- **YOUR TASK**
Write out the items below again, swapping each "Found at" for "Located at" and keeping everything else the same. Leave the pictures out.
----------------
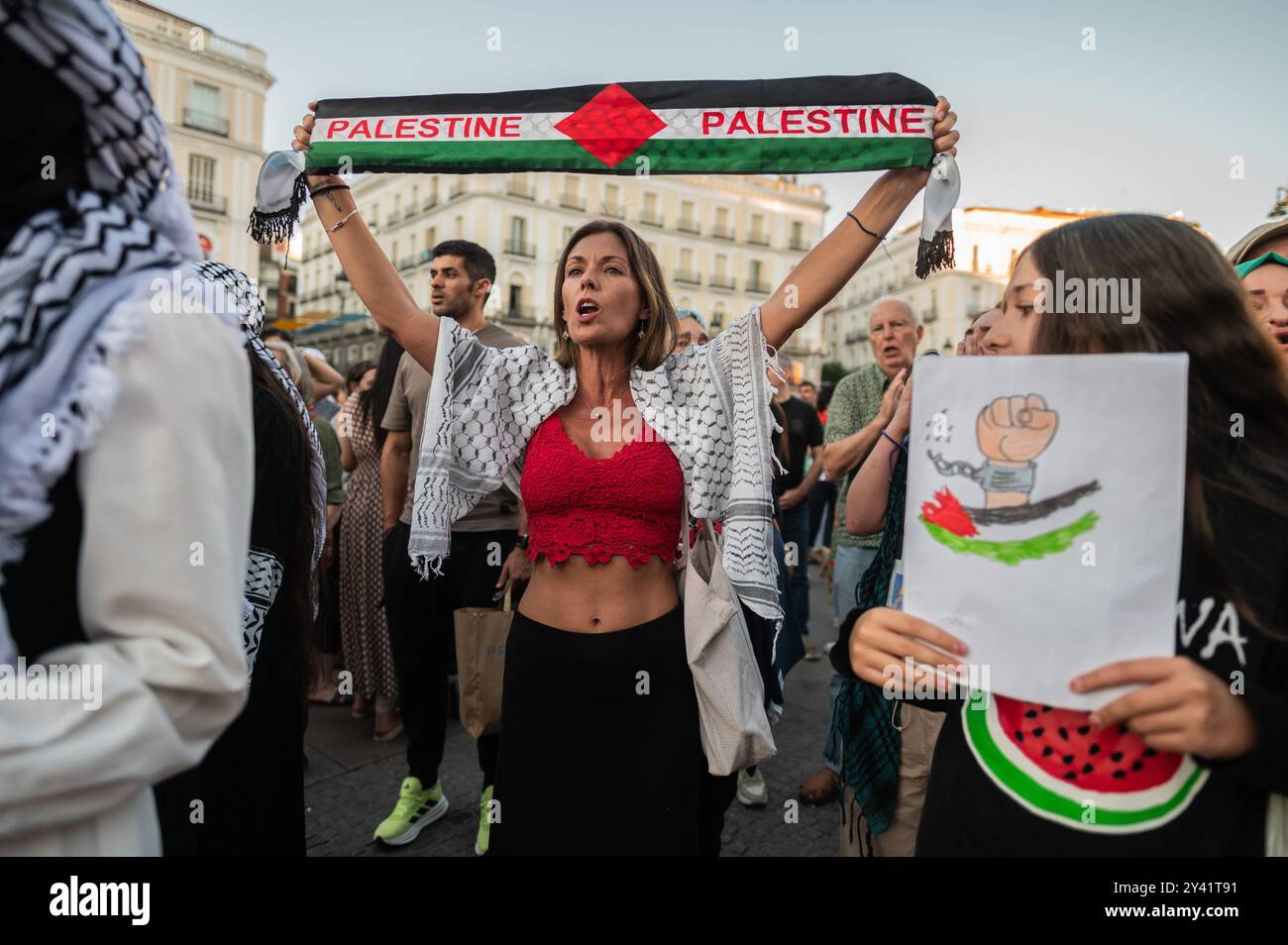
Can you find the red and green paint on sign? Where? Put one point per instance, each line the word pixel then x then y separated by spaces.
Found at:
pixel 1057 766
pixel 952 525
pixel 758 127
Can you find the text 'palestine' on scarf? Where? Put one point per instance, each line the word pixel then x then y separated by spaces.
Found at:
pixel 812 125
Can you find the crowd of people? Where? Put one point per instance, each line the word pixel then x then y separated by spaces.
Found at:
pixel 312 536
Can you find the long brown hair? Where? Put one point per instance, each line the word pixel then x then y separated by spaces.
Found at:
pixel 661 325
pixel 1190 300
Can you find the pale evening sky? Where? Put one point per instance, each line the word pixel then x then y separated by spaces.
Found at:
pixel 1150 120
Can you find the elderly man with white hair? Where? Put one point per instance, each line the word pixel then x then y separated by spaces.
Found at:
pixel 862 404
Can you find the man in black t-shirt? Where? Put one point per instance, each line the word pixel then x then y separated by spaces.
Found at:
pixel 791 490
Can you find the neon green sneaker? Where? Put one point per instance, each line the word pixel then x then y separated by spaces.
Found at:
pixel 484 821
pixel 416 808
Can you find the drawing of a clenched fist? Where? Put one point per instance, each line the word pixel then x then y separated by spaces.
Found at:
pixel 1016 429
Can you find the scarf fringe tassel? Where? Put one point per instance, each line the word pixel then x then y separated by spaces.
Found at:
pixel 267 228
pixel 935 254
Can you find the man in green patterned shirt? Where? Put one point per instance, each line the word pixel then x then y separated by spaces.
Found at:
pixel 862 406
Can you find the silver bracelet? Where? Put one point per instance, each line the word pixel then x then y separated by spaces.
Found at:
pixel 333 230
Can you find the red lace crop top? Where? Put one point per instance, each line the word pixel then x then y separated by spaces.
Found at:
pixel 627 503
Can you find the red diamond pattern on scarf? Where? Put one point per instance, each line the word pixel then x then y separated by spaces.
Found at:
----------------
- **COMPLETE OUTPUT**
Can you find the red and green paint on sign? Where? Put one point per instance, each line the word pixel then x then y separated by spaces.
Located at:
pixel 1057 766
pixel 952 525
pixel 758 127
Can you find the text 'palestine' on scarf? Where? Put one point per instance, each line the word pixel then x then y separated by spaces.
Located at:
pixel 812 125
Can you find the crowd of people? Where? Put one point per instance, each line the word pixel then x then y separated by spaces.
Located at:
pixel 312 536
Can you find the long brown hair? Where? Put one point per instance, each line the word pixel then x then y separated by spaces.
Located at:
pixel 661 325
pixel 1190 300
Can you find the pale evening sky? Where? Put one point per instance, each line the word pixel then x then y separated by spaces.
Located at:
pixel 1150 120
Can you find the elderly man with white hair? Where? Put one point per instance, each line the word pixel then x then y separated by spaces.
Located at:
pixel 862 404
Can you find the man in black t-shirt? Where? Put one point per instance, each line the word pixel then x then y separated by spaces.
Located at:
pixel 791 490
Can you find the neon green sneaker? Where? Put one point per instance, each line the word pixel then x then y separated by spaces.
Located at:
pixel 484 821
pixel 416 808
Can you find the drawing of a clenched fist? Where? Put one point per instance, each line the word pixel then x then y separated by spaces.
Located at:
pixel 1016 429
Can you find the scarf fringe tassel? Where? Put one point per instance, each line the word pixel then x then y separated by spaces.
Located at:
pixel 267 228
pixel 935 254
Can you find the man in green patterned shirt? Where? Put one point per instance, each line the word pixel then x then y separated by spaces.
Located at:
pixel 862 406
Can you find the silver bracelet? Where? Put one point per instance, each line the word pixel then x then y separated by spaces.
Located at:
pixel 333 230
Can you find the red lace crop top? Where? Put one point per instance, each line the word pixel then x then y separated by spaces.
Located at:
pixel 627 503
Can you find the red diamond pattern on scarf? Where? Put one point per instance, each line the word pixel then x then y separated by spaces.
Located at:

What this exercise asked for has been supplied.